# What you should do
Retype the records in full, and please keep the pictures out of the copy.

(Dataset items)

----

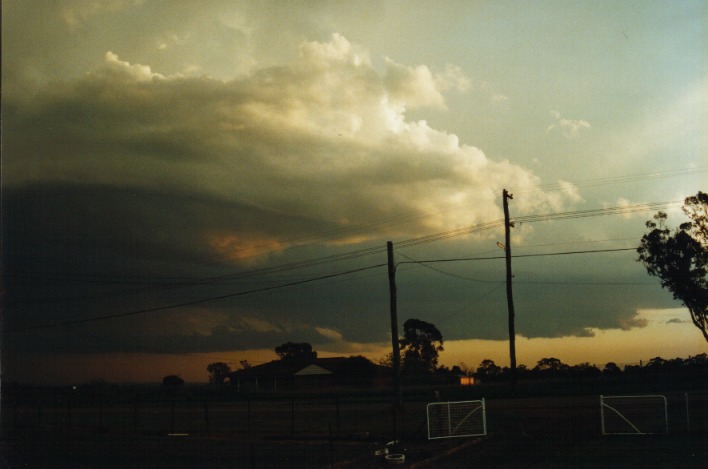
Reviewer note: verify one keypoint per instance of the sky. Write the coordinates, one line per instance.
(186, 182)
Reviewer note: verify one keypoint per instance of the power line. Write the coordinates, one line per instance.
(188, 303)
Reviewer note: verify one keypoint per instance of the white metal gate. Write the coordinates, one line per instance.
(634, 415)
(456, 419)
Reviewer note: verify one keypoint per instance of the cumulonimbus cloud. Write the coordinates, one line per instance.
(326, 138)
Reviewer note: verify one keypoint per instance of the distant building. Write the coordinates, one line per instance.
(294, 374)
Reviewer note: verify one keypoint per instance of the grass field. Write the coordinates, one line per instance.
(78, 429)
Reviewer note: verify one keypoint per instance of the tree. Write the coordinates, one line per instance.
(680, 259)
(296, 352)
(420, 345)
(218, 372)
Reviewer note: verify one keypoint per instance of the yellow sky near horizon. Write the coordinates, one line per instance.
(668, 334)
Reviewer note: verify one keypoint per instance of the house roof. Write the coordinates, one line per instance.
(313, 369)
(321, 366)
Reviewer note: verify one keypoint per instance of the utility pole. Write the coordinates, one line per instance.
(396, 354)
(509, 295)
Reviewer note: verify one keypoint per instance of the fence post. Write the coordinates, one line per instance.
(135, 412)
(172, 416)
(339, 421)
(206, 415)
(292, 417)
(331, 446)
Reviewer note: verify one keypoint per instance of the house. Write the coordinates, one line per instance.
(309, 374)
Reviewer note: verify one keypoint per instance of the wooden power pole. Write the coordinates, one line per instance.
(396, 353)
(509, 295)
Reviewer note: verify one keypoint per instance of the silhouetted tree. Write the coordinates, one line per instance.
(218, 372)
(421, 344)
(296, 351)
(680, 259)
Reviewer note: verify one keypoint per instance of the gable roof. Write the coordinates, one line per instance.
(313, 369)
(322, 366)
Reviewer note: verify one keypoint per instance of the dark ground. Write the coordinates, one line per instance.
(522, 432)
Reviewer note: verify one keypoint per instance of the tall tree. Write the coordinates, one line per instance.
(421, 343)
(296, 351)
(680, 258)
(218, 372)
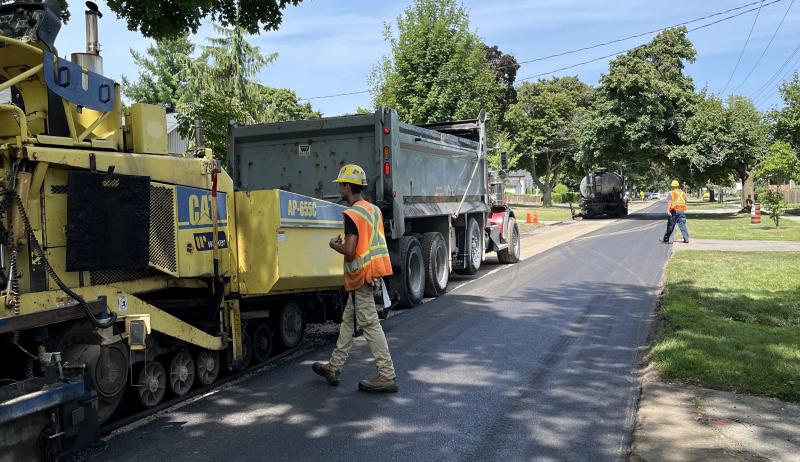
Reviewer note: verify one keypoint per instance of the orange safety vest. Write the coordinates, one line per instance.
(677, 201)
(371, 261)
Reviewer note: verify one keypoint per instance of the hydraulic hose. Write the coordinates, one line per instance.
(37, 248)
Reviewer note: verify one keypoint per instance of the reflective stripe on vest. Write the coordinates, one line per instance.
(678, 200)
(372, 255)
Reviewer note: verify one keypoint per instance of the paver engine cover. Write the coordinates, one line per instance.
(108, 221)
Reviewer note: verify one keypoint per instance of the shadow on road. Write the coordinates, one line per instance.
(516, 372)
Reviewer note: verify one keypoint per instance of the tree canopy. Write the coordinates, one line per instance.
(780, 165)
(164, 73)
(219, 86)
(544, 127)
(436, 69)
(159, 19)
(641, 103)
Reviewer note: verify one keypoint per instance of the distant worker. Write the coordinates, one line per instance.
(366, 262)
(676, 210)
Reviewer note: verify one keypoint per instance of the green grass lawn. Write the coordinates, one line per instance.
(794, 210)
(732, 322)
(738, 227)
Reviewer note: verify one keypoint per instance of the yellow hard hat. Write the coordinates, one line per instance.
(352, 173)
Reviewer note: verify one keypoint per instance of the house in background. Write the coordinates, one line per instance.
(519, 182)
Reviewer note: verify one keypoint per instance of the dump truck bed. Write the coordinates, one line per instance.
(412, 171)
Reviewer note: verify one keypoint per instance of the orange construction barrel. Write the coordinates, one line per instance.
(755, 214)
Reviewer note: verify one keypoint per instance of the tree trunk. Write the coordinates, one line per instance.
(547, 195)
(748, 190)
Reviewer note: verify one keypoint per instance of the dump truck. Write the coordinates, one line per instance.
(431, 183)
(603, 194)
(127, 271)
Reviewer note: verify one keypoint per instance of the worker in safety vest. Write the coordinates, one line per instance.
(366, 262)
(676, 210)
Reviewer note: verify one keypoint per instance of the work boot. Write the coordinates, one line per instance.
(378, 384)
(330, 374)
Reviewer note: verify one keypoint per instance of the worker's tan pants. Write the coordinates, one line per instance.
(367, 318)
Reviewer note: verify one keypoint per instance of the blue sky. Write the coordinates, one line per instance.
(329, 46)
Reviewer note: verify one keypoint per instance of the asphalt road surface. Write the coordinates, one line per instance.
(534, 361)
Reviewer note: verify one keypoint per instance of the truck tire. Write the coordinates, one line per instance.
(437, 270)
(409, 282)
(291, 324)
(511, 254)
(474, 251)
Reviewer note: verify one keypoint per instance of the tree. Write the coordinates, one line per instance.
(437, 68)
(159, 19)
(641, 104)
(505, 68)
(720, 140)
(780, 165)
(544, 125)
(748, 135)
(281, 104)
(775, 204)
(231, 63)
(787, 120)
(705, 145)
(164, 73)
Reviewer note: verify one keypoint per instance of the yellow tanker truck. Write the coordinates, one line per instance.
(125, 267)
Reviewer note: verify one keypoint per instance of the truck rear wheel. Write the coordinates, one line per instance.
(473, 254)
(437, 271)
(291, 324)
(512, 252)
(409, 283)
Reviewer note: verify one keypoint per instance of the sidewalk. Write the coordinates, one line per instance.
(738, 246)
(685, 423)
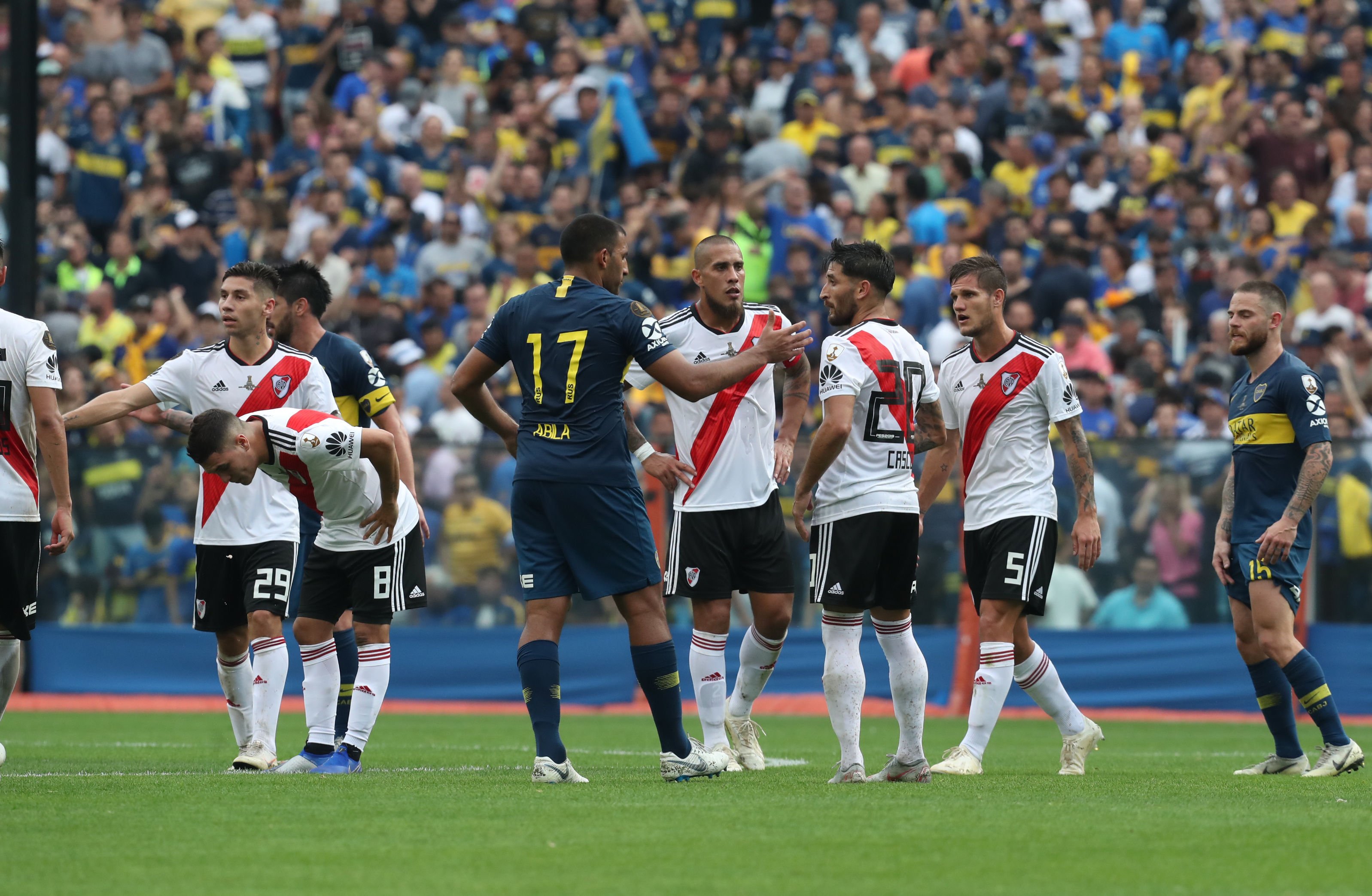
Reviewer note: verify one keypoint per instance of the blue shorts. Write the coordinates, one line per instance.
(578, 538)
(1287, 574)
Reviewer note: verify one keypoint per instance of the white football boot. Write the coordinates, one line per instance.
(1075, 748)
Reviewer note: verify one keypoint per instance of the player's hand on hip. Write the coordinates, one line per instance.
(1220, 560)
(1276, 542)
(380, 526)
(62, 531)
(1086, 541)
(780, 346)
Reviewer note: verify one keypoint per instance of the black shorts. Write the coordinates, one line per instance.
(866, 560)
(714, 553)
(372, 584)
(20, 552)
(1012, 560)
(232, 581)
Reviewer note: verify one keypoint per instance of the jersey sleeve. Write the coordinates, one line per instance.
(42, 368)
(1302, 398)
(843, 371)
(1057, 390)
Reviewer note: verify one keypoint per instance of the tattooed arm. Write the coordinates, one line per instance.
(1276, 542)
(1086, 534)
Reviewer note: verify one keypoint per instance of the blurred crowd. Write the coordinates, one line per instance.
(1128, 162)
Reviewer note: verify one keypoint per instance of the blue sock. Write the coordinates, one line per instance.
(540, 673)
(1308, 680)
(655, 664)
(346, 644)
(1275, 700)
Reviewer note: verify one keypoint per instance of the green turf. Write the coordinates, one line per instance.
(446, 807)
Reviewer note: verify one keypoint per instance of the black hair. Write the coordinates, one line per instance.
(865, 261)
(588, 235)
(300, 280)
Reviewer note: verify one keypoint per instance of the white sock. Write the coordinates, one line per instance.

----

# Exercise response
Reviewer note: verify one keypoint per instance of the sky. Write the coordinates, one line per instance.
(186, 182)
Reviewer note: verify one keypoint per instance of the power line. Write the coordinates, one line per instance.
(188, 303)
Reviewer note: verify one keypoint per instance of the white metal gate. Write the coordinates, one line per instance.
(634, 415)
(456, 419)
Reviewer note: verify one keypoint per instance of the cumulonimbus cloud. Write the coordinates, one line per instance.
(326, 138)
Reviewer note: verify one keypoint per instance of the distant building. Write the coordinates, one line per instance.
(294, 374)
Reviewer note: verify one keypoint per instance of the grass field. Write the coordinates, one line per instance.
(78, 429)
Reviewer note: verify one keypoint per instance of the tree. Write the coordinates, one line per instance.
(680, 259)
(296, 352)
(420, 345)
(218, 372)
Reviewer note: verify one keypoint per instance of the yellow sky near horizon. Write the coordinates, one line per instance.
(668, 334)
Reviewer note: verify one keypoint per instance of the house roof. Write the coordinates, one line per instance.
(313, 369)
(321, 366)
Reviewer note: verify one keypoint per instance of the utility pole. Write the coordinates, one line per instance.
(396, 354)
(509, 295)
Reviewer note: verify one keypoint per instance of the fence post. Write the coordinates, one line per instance.
(135, 412)
(172, 416)
(339, 421)
(206, 415)
(292, 417)
(331, 446)
Reviewer note: verify one keypoint per instance of the house. Write the coordinates, one line per instance.
(309, 374)
Reviewer note: verify one keypoint per instance of the wooden power pole. Write the coordinates, one line per instance.
(396, 353)
(509, 295)
Reviewer note: verify one keypoint per instance of the silhouetted tree. Write the coordinates, one line per instance.
(218, 372)
(421, 344)
(296, 351)
(680, 259)
Reviewer note: verify one keypoint per instance of the gable roof. Write the coordinates, one line per instance.
(313, 369)
(322, 366)
Reviewer note: verify one keypoint per instance of the dark ground. Write the coordinates, one line per instance.
(522, 432)
Reviewer note: verify one keypoint per instance of the tall tree. Write the coordinates, one line per instance.
(421, 343)
(296, 351)
(680, 258)
(218, 372)
Reviewer note: verify one keypoint per instance of the orange safety vest. Write the coordinates, one line per instance.
(677, 201)
(371, 261)
Reviewer note: verify one keypoint per instance of the hydraulic hose. Write the coordinates, one line per instance.
(37, 248)
Reviewer note: verify one keypoint per instance of the reflective stripe on vest. Write the coordinates, one line per instance.
(678, 200)
(372, 255)
Reviewer note: verify one keypoint per instance of the paver engine cover. Write the coordinates, one line per instance.
(108, 221)
Reviewer note: verify one keypoint per instance of the shadow on road. Write the coordinates, one line per instance.
(516, 372)
Reviewer note: verify one keypoint per instance of the tree canopy. Write the coordinates, one line per instance.
(780, 165)
(164, 73)
(219, 86)
(544, 127)
(436, 69)
(159, 19)
(641, 103)
Reviewer note: verify one keypoint per instance of the distant worker. Write the coordinates, one line per instance.
(366, 262)
(676, 210)
Reviewer note: verify one keypoint per instance of the green grass lawn. Write the coordinates, one line per instance.
(794, 210)
(732, 322)
(738, 227)
Reviewer note: verify one keypoint per instance of the yellow hard hat. Write the coordinates, one line per instance.
(352, 173)
Reviewer note: verify one keypoint per instance of the house in background. Write the coordinates, one line per instance.
(519, 182)
Reviewer note: verify one keypoint per instance of the dump truck bed. Write the coordinates, one line per instance.
(412, 171)
Reviewer note: verify one keypoint per instance of the orange construction barrel. Write the coordinates, one line per instance.
(755, 214)
Reviewer note: verify one keypoint per instance of the tree trunk. Write the coordinates, one line per instance.
(547, 195)
(748, 190)
Reviewer note: verify one keypoint per instance of the dump truck. Write the coordinates, one line per instance.
(431, 183)
(603, 194)
(127, 271)
Reviewer note: verify one keypoint per instance of the worker in safety vest. Write the coordinates, one line per instance.
(366, 262)
(676, 210)
Reviewer note: verify one keypoint per instance of the work boot. Write the coordinates, one line per instance.
(378, 384)
(330, 374)
Reviewer note: verify one keypoint per instance of the worker's tan pants. Write the coordinates, one line per instance.
(367, 318)
Reviewer note: verify one keypoint per instance of the blue sky. Write the coordinates, one line per instance.
(329, 46)
Reviewer note: verify one keypoint per instance of the asphalt road surface. Write the coordinates, one line per instance.
(534, 361)
Reviewer note: verify one keypoint per instance of the truck tire. Write the coordinates, one line per instance.
(437, 270)
(409, 282)
(291, 324)
(511, 254)
(474, 251)
Reviewer note: verify one keypoint per instance of the tree. Write the coordinates, one line per instance.
(437, 68)
(159, 19)
(641, 104)
(505, 68)
(720, 140)
(780, 165)
(544, 125)
(748, 135)
(281, 104)
(775, 204)
(231, 63)
(787, 120)
(705, 145)
(164, 73)
Reviewer note: verify one keypoint per instance of the yellow tanker truck. Write the coordinates, one line per instance.
(125, 267)
Reviewer note: verify one keypoint per instance of the truck rear wheel. Write the coordinates, one line per instance.
(473, 254)
(437, 271)
(291, 324)
(512, 252)
(409, 283)
Reviewer note: verify one keypoint per instance of the sidewalk. Write the coordinates, one line per instance.
(738, 246)
(685, 423)
Reviewer note: verify one keypoint per instance of the blue shorts. Write the coordinates, one line per instance.
(578, 538)
(1287, 574)
Reviewer note: verify one keypoint per instance of the white football boot. Write the coordinates, one line per instance.
(1075, 748)
Reviewer note: verify one keypoint per instance of the player's hand on hip. Write the coordinates, one line per instance.
(1220, 560)
(1276, 542)
(380, 526)
(62, 531)
(1086, 541)
(780, 346)
Reviewer note: verify one keypoint per instance of the black shorts. Write the coordinates, one line per instance.
(866, 560)
(714, 553)
(372, 584)
(20, 552)
(1012, 560)
(232, 581)
Reviewer note: verify one keypoint per instance of the jersey sleeve. Write the coordinates, one line per instance.
(42, 368)
(1302, 398)
(843, 371)
(1057, 390)
Reviewer note: verify one keypoint per instance of the tattooed arm. Write the coordinates, one line per instance.
(1276, 542)
(1086, 534)
Reviewer note: verify one keypoint per instance of the blurred crowd. Write the coordinates, one line per instance.
(1128, 162)
Reviewer note: verify one keypoint per instance of the blue sock. Write the coordinates, one line per instance.
(540, 673)
(1308, 680)
(655, 664)
(346, 644)
(1275, 700)
Reviewer note: verify one keypoint per instance of the green turf. Write the coordinates, one line per instance.
(446, 807)
Reviewer note: verify one keypoint per instance of the black hair. Write the coordinates, one line per instance.
(865, 261)
(588, 235)
(300, 280)
Reviewer note: verify one keypoint per instance of the white sock. Write the coordinates, one line per instance.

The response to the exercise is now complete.